** PASSAGE PROVIDED **

Glossary
Backprop: Short for “backward propagation of errors,” it is widely used to apply gradient-descent learning to multilayer networks. It uses the chain rule from calculus to iteratively compute the gradient of the cost function for each layer.
Convexity: A real-valued function is called “convex” if the line segment between any two points on the graph of the function lies on or above the graph (Boyd & Vandenberghe, 2004). A problem is convex if its cost function is convex. Convexity guarantees that gradient descent will always find the global minimum.
Convolutional neural network (ConvNet): Rooted in the Neocognitron (Fukushima, 1980) and inspired by the simple and complex cells described by Hubel and Wiesel (1962), ConvNets apply backprop learning to multilayer neural networks based on convolution and pooling (LeCun et al., 1989; LeCun, Bottou, Bengio, & Haffner, 1998).
Cost function: A function that assigns a real number representing cost to a candidate solution by measuring the difference between the solution and the desired output. Solving by optimization means minimizing cost.
Cross-validation: Assesses the ability of the network to generalize from the data that it trained on to new data.
Deep learning: A successful and popular version of machine learning that uses backprop neural networks with multiple hidden layers. The 2012 success of AlexNet, then the best machine learning network for object recognition, was the tipping point. Deep learning is now ubiquitous in the Internet. The idea is to have each layer of processing perform successively more complex computations on the data to give the full multilayer network more expressive power. The drawback is that it is much harder to train multilayer networks (Goodfellow et al., 2016).
Generalization: How well a classifier performs on new, unseen examples that it did not see during training.

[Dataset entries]
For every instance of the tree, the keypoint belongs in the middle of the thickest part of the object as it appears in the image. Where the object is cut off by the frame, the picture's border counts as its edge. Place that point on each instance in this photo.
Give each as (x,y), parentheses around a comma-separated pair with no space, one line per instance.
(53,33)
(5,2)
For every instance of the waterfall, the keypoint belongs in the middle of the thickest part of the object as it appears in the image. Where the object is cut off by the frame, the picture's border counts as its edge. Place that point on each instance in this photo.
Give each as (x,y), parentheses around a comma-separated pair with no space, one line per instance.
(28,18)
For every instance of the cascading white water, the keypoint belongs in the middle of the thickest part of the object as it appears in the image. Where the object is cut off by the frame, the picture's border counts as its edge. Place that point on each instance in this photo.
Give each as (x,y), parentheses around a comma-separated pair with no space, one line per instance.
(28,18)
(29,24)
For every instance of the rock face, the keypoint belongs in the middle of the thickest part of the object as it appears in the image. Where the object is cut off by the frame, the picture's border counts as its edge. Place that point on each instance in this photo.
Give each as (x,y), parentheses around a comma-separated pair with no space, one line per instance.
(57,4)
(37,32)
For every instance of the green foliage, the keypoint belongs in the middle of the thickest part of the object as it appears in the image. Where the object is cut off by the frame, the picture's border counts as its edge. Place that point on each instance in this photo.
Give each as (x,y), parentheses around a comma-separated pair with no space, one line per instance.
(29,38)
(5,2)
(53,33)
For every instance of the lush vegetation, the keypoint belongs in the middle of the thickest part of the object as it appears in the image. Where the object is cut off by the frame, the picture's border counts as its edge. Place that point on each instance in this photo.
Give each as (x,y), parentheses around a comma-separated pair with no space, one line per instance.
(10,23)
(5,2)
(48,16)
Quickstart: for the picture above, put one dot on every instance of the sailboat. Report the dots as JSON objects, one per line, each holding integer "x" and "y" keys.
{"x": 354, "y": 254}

** WHAT THE TASK REQUIRES **
Summarize the glossary above in two sentences.

** EXPECTED ANSWER **
The glossary defines terms such as backprop, which uses the chain rule to compute the gradient of the cost function for each layer, and convexity, which guarantees that gradient descent will find the global minimum. It also covers cost functions, cross-validation, generalization, and convolutional neural networks, along with deep learning, which uses backprop networks with multiple hidden layers that gain expressive power but are much harder to train.